▸ **Estratto della fonte**:
# # #
I PILASTRI DELLA SOCIETA': obsoleto pure per Ibsen

I PILASTRI DELLA SOCIETA': obsoleto pure per Ibsen

Doveva essere uno spettacolo nato nel segno di una riflessione sul teatro come strumento etico-civile, attraverso la rilettura dei classici della drammaturgia, portando in scena il dramma dell’uomo di fronte all’ambizione e al successo sociale. Lontano da questo obiettivo e sfortunatamente anche dal senso che questo capolavoro di Ibsen racchiude in se, abbiamo assistito ad una messinscena di difficile decodificazione.

La scelta del testo sembrava potesse aprire uno spiraglio nuovo, dopo l’esperimento di Costa, sul grande drammaturgo norvegese, portatore di modernità nel linguaggio e nei temi trattati per il conformista e borghese ottocento. Una sensazione che arriva forte per il prima quarto d’ora di spettacolo, grazie alla maestosa scenografia curata con estremo gusto estetico (un pregio di Lavia) Peccato che dal sedicesimo minuto, l’aria inizia a rarefarsi di pesantezza recitativa. In scena prendono vita cloni che su indicazioni registiche (ne escludo altre motivazioni) si muovono e parlano tra di loro. Non attraverso le parole del testo. Non al pubblico.
# # #
▸ **Record archiviati**:
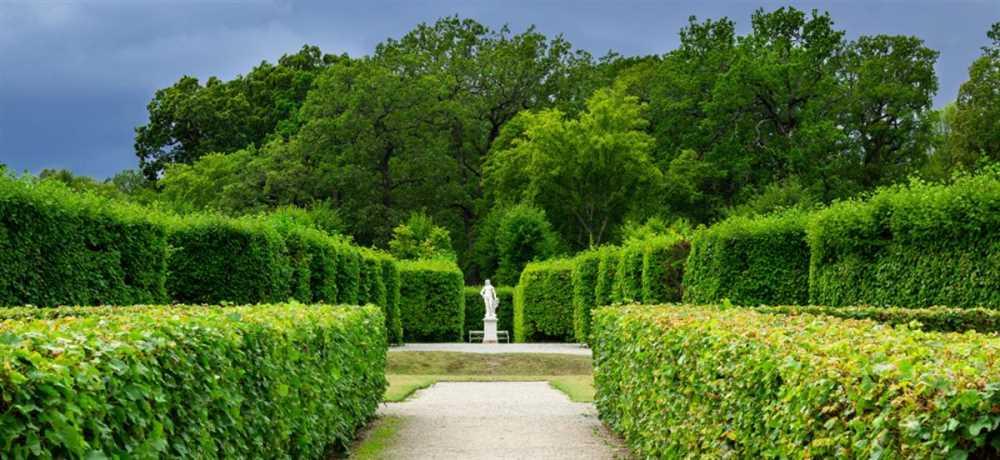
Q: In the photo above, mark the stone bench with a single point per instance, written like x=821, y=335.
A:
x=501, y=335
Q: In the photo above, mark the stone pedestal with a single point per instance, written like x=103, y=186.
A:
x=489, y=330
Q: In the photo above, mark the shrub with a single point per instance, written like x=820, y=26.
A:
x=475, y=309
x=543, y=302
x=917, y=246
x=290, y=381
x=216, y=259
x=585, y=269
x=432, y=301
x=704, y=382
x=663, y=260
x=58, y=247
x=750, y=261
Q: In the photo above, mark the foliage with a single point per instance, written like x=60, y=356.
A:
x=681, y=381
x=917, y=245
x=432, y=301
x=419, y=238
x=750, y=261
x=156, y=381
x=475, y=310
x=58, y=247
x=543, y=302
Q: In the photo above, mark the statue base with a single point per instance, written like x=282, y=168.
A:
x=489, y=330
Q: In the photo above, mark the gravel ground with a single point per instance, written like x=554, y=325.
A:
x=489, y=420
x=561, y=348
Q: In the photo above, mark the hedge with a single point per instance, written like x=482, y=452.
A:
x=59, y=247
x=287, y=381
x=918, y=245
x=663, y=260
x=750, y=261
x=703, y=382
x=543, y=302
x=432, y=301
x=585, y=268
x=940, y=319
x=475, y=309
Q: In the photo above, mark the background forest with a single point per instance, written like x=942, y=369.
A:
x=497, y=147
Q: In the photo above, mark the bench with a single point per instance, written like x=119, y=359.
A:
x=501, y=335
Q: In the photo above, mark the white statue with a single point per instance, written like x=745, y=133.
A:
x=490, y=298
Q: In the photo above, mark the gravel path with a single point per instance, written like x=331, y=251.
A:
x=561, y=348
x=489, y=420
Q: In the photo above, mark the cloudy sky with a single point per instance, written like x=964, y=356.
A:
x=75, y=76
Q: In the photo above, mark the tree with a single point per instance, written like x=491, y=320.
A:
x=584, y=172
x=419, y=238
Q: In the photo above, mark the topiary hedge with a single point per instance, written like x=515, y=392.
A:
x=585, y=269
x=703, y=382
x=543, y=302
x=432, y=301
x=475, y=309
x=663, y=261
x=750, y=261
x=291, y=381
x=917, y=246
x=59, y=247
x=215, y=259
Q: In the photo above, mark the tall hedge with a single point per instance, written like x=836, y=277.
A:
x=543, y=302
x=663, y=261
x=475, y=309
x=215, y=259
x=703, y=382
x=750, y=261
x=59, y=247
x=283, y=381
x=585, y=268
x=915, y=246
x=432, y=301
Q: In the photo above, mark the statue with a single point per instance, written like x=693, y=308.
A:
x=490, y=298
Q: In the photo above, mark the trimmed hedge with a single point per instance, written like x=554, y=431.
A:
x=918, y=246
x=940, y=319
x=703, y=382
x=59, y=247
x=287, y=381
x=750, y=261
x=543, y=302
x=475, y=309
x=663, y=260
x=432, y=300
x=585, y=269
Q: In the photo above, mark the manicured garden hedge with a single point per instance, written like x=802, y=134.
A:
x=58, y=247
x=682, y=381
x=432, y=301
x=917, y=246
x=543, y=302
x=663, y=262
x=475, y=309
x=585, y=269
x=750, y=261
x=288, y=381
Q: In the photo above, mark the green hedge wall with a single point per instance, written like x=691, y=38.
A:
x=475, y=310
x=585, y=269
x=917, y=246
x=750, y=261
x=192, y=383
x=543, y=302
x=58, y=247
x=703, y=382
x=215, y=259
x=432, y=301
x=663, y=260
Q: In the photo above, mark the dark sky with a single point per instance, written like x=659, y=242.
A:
# # #
▸ **Compiti da svolgere**:
1. Elenca tutti i cognomi di persone citati nella recensione teatrale.
2. Ricopia il passo della recensione teatrale che va da "La scelta del" fino a "Non al pubblico.".
3. Prosegui la recensione teatrale su I pilastri della società dal punto in cui termina.

▸ **Risposte**:
1.
- Ibsen
- Costa
- Lavia

2.
La scelta del testo sembrava potesse aprire uno spiraglio nuovo, dopo l’esperimento di Costa, sul grande drammaturgo norvegese, portatore di modernità nel linguaggio e nei temi trattati per il conformista e borghese ottocento. Una sensazione che arriva forte per il prima quarto d’ora di spettacolo, grazie alla maestosa scenografia curata con estremo gusto estetico (un pregio di Lavia) Peccato che dal sedicesimo minuto, l’aria inizia a rarefarsi di pesantezza recitativa. In scena prendono vita cloni che su indicazioni registiche (ne escludo altre motivazioni) si muovono e parlano tra di loro. Non attraverso le parole del testo. Non al pubblico.

3.
Nella storia, prigioniero di un passato che lo esclude dalla vita del presente, il Console Bernick (Gabriele Lavia) mette in discussione la sua credibilità, il ruolo sociale e il successo personale per confessare le proprie colpe pubbliche e private. “Pilastro morale della società”, Bernick vive in realtà da oltre quindici anni una vita di inganni.
Ha infatti sedotto e abbandonato una giovane che per il dolore ne è morta, e ne ha lasciato ricadere la colpa sul fratello minore di sua moglie Betty, Johan Tonnesen, emigrato subito dopo in America con la sorellastra Lona. Nel piccolo ambiente borghese in cui vive, il Console è un uomo corretto, potente e rispettabile fino a quando il rientro improvviso di Johan e Lona, lo costringeranno a confessare gli errori commessi tanti anni prima. Spinto da Lona, forse l’unica donna che lo abbia amato, confessa i suoi errori e riscatta dal tormento e dal peccato la lunga parentesi in cui è vissuto.

Nella sua ansia di verità e di libertà, Bernick esalta il ruolo purificatore dell’onestà e della fedeltà del singolo contro una società codarda ed ipocrita, dominata dai pregiudizi e dalle disuguaglianze sociali e culturali. Il valore artistico e il carattere simbolico espresso nel titolo, rendono il dramma efficace ancora oggi, nonostante le differenze e le specificità politiche della nostra epoca.

Una storia che di suo è drammaturgicamente impeccabile e racchiude con estrema semplicità intenzioni e stati d’animo dei personaggi. Non se ne comprende allora la necessità di trasformare un testo ancora vivo, spacciandolo come trampolino di lancio per trattare temi attuali, in un puro rispolvero di memoria per tecniche recitative dei primi del novecento, con il superamento del macchiettistico che sicuramente sarebbe stato più consono.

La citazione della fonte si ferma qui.